What needs to be done
Write out the records below again with every "marker" replaced by "dot" and nothing else altered, leaving out the pictures.
────────────────
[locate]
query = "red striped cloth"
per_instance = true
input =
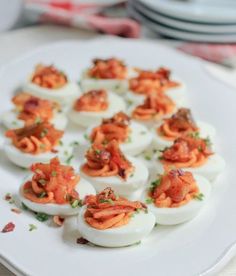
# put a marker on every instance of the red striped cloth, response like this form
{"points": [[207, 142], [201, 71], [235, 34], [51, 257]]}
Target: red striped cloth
{"points": [[81, 14]]}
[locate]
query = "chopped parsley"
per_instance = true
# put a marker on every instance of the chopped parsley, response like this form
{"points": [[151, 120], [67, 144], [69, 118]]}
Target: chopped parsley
{"points": [[24, 207], [44, 133], [53, 173], [41, 195], [68, 160], [42, 217], [155, 184], [148, 157], [199, 196], [32, 227], [149, 200], [106, 201], [76, 203]]}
────────────────
Reply
[locate]
query = "red striped cloth"
per_instance = true
input =
# put a dot on every instance of the red striped cloth, response like this form
{"points": [[207, 142], [201, 71], [235, 34], [51, 257]]}
Target: red striped cloth
{"points": [[81, 14]]}
[locate]
query = "chopped parsley"
per_instance = true
# put a dot on every instance of the chopped parsley, response like this form
{"points": [[151, 120], [67, 144], [69, 118]]}
Target: chopped parsley
{"points": [[24, 207], [44, 133], [53, 173], [41, 195], [68, 160], [42, 217], [155, 184], [148, 157], [199, 196], [32, 227], [149, 200], [106, 201], [76, 203]]}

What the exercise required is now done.